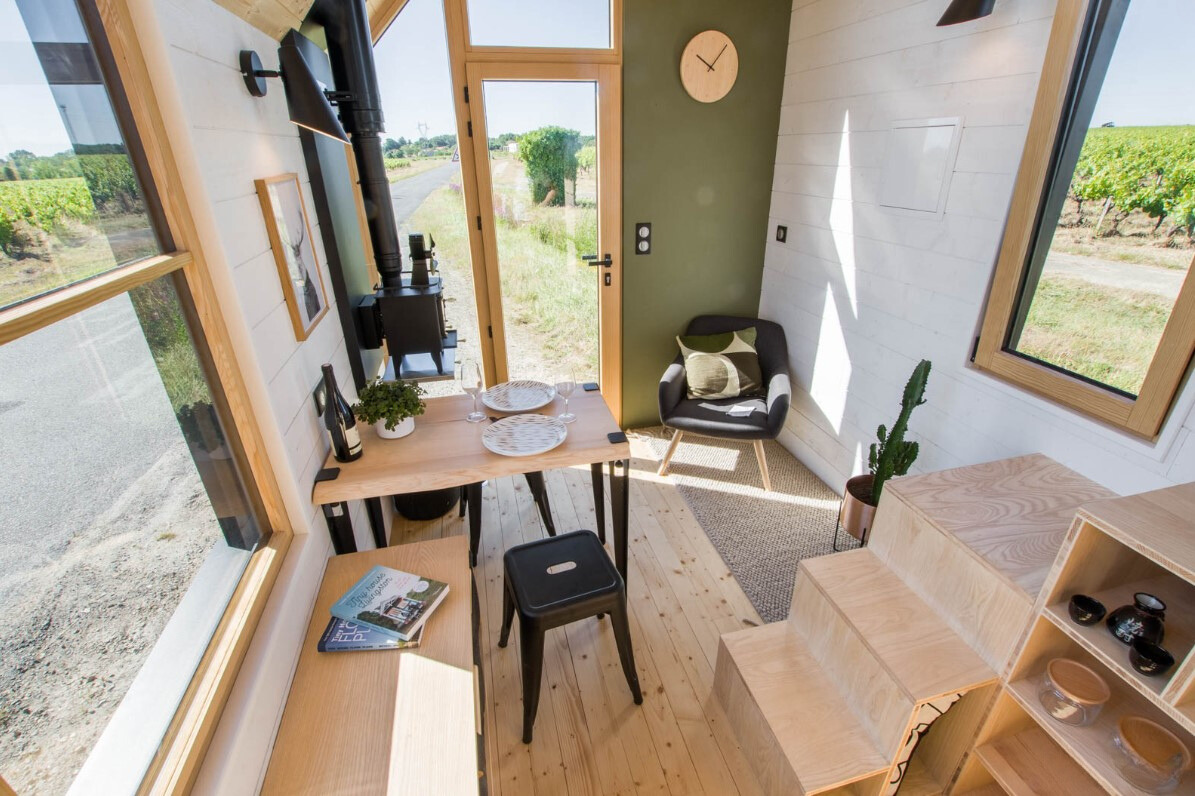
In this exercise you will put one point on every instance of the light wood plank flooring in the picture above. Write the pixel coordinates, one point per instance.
(589, 736)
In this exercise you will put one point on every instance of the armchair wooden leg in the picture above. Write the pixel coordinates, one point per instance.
(672, 449)
(761, 458)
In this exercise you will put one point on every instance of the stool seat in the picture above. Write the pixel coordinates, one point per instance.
(552, 582)
(556, 575)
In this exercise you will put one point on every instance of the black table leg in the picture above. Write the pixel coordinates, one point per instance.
(620, 503)
(475, 520)
(539, 491)
(339, 527)
(599, 500)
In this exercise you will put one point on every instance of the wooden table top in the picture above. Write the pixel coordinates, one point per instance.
(445, 449)
(385, 721)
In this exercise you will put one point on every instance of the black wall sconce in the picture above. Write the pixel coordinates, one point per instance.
(310, 104)
(966, 11)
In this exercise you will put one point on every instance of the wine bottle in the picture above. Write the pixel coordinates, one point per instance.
(339, 421)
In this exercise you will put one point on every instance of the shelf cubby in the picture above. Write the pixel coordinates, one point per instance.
(1090, 747)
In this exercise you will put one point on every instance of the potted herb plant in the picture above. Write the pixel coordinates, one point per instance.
(890, 455)
(391, 406)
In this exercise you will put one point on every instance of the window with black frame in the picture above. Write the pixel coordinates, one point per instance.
(128, 514)
(1116, 225)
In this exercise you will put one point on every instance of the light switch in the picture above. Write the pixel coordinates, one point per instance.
(642, 238)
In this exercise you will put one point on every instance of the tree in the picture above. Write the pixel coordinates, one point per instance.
(551, 158)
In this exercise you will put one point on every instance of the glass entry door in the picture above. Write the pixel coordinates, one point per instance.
(547, 167)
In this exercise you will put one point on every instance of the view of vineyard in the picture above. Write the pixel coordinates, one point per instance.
(1125, 236)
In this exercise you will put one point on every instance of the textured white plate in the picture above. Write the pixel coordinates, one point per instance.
(524, 435)
(518, 396)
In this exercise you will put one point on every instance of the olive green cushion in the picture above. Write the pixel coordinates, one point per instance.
(722, 366)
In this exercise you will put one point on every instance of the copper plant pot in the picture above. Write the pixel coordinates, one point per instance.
(857, 512)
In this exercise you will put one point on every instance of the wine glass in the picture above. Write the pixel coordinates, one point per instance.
(565, 383)
(471, 383)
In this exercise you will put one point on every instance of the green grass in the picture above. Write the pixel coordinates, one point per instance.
(1101, 332)
(546, 289)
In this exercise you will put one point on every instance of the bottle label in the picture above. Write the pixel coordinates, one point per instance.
(353, 438)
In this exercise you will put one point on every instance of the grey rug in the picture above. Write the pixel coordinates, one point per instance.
(761, 536)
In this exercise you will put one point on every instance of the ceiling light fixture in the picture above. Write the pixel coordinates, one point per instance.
(966, 11)
(310, 103)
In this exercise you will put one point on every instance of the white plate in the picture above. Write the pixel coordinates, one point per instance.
(524, 435)
(518, 396)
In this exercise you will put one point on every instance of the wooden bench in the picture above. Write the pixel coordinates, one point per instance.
(386, 721)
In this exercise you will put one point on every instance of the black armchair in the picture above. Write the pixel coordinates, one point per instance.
(708, 416)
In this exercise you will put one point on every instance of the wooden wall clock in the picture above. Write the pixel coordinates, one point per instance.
(709, 66)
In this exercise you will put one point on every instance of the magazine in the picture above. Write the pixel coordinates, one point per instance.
(342, 635)
(394, 602)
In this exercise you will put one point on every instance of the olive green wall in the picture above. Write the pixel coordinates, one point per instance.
(700, 173)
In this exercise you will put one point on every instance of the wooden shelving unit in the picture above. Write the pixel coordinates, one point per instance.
(1115, 547)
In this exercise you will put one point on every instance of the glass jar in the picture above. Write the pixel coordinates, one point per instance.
(1150, 757)
(1071, 692)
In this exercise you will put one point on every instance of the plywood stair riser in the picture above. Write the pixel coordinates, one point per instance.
(856, 660)
(791, 722)
(974, 600)
(876, 699)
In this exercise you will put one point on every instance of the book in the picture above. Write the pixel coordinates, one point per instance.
(343, 636)
(393, 602)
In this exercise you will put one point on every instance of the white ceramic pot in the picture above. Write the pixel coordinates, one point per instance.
(402, 429)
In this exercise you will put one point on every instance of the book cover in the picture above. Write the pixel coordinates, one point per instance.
(343, 636)
(394, 602)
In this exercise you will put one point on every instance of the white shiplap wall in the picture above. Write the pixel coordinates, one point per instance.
(864, 293)
(225, 139)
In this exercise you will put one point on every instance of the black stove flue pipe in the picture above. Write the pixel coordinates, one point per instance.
(350, 51)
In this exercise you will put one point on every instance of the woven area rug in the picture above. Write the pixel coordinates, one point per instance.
(761, 536)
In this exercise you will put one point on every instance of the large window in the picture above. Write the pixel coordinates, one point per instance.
(1089, 304)
(133, 515)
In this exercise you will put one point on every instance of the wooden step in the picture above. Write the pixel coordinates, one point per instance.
(976, 542)
(909, 640)
(791, 722)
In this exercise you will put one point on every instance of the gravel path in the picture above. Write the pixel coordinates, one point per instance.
(104, 524)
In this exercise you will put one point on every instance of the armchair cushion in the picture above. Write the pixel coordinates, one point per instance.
(721, 366)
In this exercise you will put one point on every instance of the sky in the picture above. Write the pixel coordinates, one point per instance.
(1150, 78)
(416, 86)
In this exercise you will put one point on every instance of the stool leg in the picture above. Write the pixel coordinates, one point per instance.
(623, 636)
(508, 614)
(531, 647)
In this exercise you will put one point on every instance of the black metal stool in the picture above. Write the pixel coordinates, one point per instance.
(552, 582)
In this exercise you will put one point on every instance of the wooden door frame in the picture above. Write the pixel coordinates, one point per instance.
(605, 78)
(604, 66)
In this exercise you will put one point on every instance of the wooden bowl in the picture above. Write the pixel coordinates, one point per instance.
(1078, 683)
(1152, 742)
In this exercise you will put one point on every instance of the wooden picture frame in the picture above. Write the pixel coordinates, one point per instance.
(294, 251)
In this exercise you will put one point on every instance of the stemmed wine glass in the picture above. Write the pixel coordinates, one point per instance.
(565, 383)
(471, 383)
....................
WHAT THE TASK REQUIRES ▸
Quote verbatim the line containing "the wooden bowl" and every line after it through the end of the records above.

RESPONSE TO THIS TASK ▸
In this exercise you will put one point on every instance of the wooden bowl in the picture above. Write the pixel coordinates, one point per instance.
(1078, 683)
(1152, 742)
In this exercise you will put one point on every instance of the wooden picture frame in the picture above. Write the pixel coordinates, one point per instance.
(294, 251)
In this exercise you will put one point on every instance of the stemmed wine glass in the picture above. Write the pixel coordinates, one point per instance.
(565, 383)
(471, 383)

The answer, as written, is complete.